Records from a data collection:

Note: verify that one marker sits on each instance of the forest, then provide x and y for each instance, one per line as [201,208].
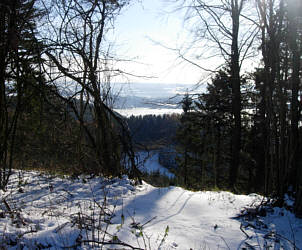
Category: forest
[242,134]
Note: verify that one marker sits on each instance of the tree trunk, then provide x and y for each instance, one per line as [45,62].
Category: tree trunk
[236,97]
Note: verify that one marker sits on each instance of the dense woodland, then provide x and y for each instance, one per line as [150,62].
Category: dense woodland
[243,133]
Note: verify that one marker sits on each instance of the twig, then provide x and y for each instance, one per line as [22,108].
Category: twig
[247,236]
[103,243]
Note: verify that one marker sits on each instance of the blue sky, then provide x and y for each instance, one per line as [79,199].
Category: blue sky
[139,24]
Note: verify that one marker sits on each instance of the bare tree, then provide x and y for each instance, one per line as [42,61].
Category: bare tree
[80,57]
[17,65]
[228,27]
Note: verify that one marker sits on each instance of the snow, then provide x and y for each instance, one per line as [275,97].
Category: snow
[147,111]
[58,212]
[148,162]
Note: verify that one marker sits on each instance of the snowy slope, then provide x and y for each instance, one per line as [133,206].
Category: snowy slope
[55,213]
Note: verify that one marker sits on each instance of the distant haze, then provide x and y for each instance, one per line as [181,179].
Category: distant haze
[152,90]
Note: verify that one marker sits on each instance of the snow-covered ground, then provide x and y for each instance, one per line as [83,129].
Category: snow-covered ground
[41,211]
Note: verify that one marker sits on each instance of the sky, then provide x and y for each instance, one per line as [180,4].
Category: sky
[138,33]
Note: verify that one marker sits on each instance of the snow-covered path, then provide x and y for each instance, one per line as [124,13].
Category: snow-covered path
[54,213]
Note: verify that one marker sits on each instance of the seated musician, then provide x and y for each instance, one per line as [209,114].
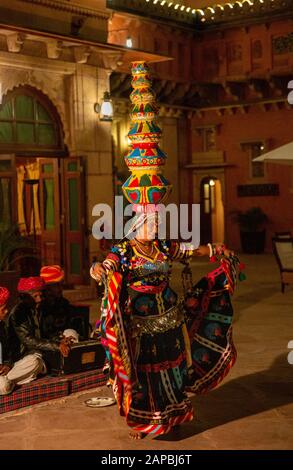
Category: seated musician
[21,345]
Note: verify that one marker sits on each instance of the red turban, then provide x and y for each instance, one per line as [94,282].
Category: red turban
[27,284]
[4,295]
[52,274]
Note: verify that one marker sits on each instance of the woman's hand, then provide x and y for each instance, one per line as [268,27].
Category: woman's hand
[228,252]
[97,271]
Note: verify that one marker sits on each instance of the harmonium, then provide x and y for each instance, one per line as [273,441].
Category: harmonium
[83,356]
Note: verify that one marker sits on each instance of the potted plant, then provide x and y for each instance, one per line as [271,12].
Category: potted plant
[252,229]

---

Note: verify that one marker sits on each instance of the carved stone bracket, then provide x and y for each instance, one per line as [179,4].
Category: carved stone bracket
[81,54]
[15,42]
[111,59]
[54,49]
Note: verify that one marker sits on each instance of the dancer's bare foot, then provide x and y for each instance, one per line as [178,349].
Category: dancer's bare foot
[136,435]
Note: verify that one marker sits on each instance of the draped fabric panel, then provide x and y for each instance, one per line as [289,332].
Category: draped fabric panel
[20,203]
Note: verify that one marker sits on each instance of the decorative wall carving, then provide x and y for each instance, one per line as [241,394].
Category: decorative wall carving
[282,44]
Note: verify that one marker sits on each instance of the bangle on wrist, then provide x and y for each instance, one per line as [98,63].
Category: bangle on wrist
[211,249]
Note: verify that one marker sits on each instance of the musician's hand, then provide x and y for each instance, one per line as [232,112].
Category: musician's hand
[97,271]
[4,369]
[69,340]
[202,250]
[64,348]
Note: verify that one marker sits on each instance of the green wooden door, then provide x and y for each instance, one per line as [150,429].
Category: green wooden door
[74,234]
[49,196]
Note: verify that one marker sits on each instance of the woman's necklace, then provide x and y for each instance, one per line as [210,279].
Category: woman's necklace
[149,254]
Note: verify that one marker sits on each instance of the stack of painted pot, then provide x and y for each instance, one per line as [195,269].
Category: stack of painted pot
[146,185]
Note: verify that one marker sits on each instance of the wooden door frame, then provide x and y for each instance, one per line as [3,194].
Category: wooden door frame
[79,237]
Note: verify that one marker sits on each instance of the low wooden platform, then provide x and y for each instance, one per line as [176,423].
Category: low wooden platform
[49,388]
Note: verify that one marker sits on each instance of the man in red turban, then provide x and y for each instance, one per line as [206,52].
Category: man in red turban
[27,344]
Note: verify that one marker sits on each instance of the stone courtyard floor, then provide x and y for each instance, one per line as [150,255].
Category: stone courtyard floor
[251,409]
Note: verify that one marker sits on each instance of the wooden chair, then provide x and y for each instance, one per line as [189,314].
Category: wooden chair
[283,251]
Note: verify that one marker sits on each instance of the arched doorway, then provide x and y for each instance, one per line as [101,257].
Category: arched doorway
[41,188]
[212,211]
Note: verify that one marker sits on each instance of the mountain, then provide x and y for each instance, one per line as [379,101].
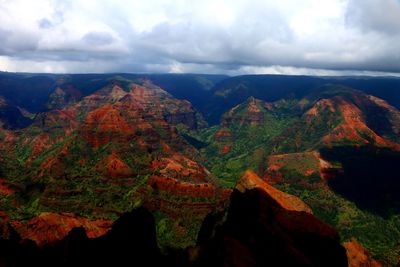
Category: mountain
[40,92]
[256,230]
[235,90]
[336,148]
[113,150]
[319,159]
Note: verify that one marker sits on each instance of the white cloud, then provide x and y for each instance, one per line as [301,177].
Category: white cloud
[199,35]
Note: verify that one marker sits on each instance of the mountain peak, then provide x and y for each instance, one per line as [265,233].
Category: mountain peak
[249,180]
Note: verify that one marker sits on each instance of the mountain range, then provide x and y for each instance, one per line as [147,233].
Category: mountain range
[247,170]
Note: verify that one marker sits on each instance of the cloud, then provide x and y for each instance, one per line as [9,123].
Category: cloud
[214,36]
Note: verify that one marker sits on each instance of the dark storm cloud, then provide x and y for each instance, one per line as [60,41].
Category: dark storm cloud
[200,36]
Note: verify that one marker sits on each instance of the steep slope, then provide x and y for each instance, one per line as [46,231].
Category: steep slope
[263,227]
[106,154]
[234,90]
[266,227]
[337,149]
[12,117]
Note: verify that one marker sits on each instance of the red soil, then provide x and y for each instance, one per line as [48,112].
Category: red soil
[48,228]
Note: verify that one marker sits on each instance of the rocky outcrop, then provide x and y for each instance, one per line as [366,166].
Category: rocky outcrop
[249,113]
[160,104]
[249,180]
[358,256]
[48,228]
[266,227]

...

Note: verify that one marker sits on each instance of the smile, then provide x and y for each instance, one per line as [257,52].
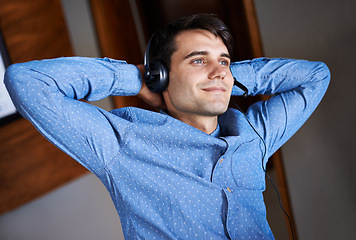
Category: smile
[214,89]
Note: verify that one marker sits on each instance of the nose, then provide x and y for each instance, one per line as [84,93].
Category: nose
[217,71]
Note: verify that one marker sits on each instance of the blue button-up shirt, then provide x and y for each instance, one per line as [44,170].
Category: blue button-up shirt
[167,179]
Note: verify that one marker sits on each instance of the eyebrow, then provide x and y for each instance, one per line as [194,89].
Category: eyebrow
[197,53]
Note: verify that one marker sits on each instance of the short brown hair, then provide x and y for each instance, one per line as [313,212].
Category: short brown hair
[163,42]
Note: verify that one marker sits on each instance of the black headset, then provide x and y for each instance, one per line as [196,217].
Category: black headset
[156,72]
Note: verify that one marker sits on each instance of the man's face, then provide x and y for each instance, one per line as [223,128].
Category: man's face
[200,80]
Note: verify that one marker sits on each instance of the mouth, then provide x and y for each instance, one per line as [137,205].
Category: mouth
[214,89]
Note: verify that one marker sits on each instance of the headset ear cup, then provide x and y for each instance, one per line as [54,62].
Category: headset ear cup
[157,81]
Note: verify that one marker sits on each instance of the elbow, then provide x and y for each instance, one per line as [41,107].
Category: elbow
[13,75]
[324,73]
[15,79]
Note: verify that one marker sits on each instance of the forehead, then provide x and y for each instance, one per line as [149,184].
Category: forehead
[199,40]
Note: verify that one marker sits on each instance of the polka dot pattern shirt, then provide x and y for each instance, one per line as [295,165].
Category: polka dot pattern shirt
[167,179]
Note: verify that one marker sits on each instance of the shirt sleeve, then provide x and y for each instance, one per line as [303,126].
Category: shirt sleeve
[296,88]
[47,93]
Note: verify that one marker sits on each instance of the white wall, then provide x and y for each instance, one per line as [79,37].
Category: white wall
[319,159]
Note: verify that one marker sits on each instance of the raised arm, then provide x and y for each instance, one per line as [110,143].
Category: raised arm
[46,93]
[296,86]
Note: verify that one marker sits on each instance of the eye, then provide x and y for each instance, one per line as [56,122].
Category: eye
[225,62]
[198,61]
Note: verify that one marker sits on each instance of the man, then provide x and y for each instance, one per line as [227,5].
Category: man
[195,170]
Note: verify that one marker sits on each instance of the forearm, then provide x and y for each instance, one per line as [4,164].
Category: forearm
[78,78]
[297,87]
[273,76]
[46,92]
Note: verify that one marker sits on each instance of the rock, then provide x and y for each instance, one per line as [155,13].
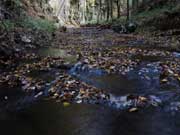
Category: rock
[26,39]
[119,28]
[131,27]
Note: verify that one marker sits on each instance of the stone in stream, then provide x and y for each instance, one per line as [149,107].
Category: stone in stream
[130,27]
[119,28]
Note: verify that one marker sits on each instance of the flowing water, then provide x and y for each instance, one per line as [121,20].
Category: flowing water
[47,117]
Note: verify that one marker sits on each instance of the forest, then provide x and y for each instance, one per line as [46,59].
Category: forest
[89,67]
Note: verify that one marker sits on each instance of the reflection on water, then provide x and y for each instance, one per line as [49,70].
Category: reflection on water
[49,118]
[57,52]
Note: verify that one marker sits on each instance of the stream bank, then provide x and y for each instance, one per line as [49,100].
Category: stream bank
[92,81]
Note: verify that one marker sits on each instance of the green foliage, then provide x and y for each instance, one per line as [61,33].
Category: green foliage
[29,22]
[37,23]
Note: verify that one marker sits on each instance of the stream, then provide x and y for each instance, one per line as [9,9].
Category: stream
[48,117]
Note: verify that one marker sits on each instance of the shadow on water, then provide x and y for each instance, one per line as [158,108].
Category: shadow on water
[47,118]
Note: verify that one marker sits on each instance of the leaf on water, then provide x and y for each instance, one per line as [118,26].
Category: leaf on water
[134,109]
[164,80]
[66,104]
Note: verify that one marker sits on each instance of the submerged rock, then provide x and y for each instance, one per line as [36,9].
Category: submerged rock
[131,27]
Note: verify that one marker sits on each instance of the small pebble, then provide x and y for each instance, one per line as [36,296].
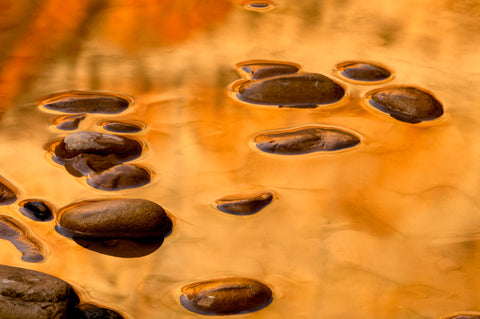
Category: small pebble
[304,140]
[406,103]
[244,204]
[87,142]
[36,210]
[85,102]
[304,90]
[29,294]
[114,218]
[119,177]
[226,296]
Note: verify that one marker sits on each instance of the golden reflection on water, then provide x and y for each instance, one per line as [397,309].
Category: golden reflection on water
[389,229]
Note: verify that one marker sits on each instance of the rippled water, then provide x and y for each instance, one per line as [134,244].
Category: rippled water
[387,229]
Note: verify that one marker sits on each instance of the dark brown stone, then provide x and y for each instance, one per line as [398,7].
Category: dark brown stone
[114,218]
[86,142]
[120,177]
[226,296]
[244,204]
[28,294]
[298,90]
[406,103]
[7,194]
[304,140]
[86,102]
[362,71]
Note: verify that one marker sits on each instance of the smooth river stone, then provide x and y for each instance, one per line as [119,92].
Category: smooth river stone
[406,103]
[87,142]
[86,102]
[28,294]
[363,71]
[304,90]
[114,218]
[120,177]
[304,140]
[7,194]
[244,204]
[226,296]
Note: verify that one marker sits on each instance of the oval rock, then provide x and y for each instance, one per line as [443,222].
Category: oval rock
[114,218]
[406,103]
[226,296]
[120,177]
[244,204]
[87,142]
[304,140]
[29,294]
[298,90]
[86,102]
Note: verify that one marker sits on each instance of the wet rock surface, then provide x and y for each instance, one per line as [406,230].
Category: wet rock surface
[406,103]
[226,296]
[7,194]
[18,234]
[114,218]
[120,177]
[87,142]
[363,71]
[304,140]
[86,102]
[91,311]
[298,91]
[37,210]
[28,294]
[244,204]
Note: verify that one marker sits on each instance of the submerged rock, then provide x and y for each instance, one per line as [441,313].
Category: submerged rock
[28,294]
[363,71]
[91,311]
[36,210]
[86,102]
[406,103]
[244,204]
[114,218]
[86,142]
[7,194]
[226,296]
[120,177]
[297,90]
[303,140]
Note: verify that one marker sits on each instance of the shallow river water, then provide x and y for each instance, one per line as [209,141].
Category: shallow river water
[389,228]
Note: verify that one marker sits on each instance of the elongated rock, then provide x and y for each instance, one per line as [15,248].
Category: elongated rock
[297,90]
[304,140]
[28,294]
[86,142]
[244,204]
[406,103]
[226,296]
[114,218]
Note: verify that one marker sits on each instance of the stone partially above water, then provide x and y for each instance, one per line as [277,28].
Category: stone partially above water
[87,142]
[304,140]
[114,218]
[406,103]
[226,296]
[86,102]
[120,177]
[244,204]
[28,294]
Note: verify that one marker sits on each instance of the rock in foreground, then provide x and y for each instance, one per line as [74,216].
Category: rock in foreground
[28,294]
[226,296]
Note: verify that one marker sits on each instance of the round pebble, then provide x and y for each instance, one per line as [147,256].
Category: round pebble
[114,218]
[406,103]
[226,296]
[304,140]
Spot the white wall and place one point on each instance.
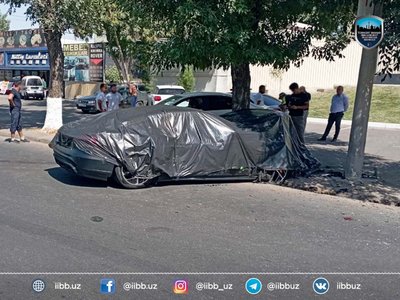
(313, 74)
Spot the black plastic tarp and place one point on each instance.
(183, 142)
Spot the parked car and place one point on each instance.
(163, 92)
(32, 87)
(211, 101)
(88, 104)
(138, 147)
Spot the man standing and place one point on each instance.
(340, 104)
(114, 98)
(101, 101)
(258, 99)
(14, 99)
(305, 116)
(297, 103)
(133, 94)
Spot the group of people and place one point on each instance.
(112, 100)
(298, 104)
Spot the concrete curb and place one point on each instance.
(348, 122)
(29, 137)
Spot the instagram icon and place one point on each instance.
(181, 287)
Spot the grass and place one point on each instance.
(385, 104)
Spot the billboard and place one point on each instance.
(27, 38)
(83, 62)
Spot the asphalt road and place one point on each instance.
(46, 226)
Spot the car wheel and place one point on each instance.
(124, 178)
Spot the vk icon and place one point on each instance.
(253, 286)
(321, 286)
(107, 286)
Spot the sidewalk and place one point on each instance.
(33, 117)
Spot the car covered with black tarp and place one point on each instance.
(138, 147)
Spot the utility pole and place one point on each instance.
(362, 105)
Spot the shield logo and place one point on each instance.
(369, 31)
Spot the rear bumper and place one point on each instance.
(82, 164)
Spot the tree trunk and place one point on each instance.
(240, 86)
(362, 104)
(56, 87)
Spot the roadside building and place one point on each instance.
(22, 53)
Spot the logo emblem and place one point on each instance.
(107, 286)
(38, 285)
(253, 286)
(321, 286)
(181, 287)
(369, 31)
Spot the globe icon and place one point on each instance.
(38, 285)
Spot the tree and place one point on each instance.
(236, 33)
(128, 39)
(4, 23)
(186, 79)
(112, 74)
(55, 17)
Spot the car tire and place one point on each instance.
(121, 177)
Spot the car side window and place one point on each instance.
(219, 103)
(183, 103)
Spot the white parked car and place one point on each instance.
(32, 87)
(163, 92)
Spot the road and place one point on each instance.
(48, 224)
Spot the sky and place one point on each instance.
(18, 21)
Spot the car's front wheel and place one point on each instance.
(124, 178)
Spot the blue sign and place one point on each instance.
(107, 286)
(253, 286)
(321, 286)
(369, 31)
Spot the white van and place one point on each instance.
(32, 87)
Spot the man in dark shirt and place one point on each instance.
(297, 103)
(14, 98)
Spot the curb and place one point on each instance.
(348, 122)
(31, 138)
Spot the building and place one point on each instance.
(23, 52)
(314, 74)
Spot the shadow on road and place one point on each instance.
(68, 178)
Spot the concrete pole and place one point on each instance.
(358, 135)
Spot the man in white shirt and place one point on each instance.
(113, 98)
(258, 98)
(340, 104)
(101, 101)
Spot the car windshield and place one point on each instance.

Problem details: From the records above, transcribe only the stretch from the line with "line as [124,13]." through the line with "line as [94,282].", keeping both ends. Omit pictures.

Task result:
Note: verify that one marker sits on each instance of the snow-covered path, then provide x and y for each instance, one per line as [124,13].
Category: snow-covered path
[54,213]
Note: verify that one marker sits on each instance of the seated musician, then provide x and y for each instance, one per line as [209,114].
Category: seated musician
[21,345]
Note: verify that one marker sits on each instance of the red turban, then provide x and y for each instance, one per line as [94,282].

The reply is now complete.